→ **SOURCE EXTRACT**

┄┄┄┄┄┄┄┄┄┄┄┄┄┄┄┄┄┄┄┄

Skip to content

A police officer secures a searched property in Frankfurt, Germany, during a raid against so-called Reich Citizens. The Federal Prosecutor's Office had several people from the group arrested in the course of a raid on 7 December 2022. (Photo by Boris Roessler/picture alliance via Getty Images)

German Authorities Detain Alleged Far-Right Extremists Aiming to Topple Government

Thousands of German police officers conducted searches Wednesday at 130 sites across 11 states, detaining 25 people who allegedly sought to overthrow the government in an armed coup.

The raids were an “anti-terrorism operation,” said Justice Minister Marco Buschmann, noting that the group was “driven by violent coup fantasies and conspiracy ideologies,” the Associated Press reported.

The suspects were linked to the Reich Citizens movement, prosecutors said. The group’s adherents reject Germany’s post-WWII constitution and have issued calls to bring down the government.

Officials detained 22 German citizens on suspicion of “membership in a terrorist organization,” and three others—including a Russian citizen—were held on suspicion of supporting the organization. Investigators are looking into another 27 people. One person was detained in Austria and another in Italy.

┄┄┄┄┄┄┄┄┄┄┄┄┄┄┄┄┄┄┄┄

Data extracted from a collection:
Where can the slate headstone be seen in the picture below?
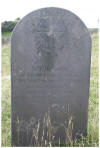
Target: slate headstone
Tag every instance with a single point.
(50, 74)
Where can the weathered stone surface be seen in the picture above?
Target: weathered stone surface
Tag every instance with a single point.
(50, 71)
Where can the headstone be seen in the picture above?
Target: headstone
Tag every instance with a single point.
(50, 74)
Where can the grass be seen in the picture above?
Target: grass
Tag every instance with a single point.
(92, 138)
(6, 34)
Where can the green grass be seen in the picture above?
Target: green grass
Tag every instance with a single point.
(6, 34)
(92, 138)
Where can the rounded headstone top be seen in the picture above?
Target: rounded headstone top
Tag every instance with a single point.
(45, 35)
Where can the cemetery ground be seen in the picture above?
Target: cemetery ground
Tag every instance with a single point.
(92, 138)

┄┄┄┄┄┄┄┄┄┄┄┄┄┄┄┄┄┄┄┄

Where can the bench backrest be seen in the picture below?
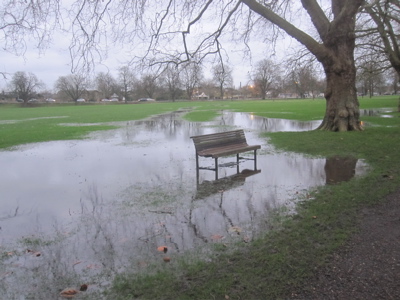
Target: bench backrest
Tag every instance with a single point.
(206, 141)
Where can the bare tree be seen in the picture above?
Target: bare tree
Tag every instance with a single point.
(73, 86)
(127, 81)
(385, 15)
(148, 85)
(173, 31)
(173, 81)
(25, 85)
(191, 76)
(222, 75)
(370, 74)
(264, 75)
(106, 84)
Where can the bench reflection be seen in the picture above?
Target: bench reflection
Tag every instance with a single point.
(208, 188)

┄┄┄┄┄┄┄┄┄┄┄┄┄┄┄┄┄┄┄┄

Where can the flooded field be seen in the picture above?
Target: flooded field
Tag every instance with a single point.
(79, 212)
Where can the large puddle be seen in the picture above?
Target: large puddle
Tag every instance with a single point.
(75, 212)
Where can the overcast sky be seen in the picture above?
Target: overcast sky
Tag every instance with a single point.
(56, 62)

┄┄┄┄┄┄┄┄┄┄┄┄┄┄┄┄┄┄┄┄

→ **WHAT YOU WILL DO**
1/ Turn the paragraph in the report on the German raids that begins "Officials detained 22 German citizens" into a bulleted list, keeping its main facts.
2/ In the report on the German raids, how many sites did police search, and across how many states?

→ **ANSWERS FOR THE EXERCISE**
1/
- 22 German citizens detained on suspicion of "membership in a terrorist organization"
- Three others, including a Russian citizen, held on suspicion of supporting the organization
- Another 27 people under investigation
- One person detained in Austria and another in Italy

2/ 130 sites across 11 states.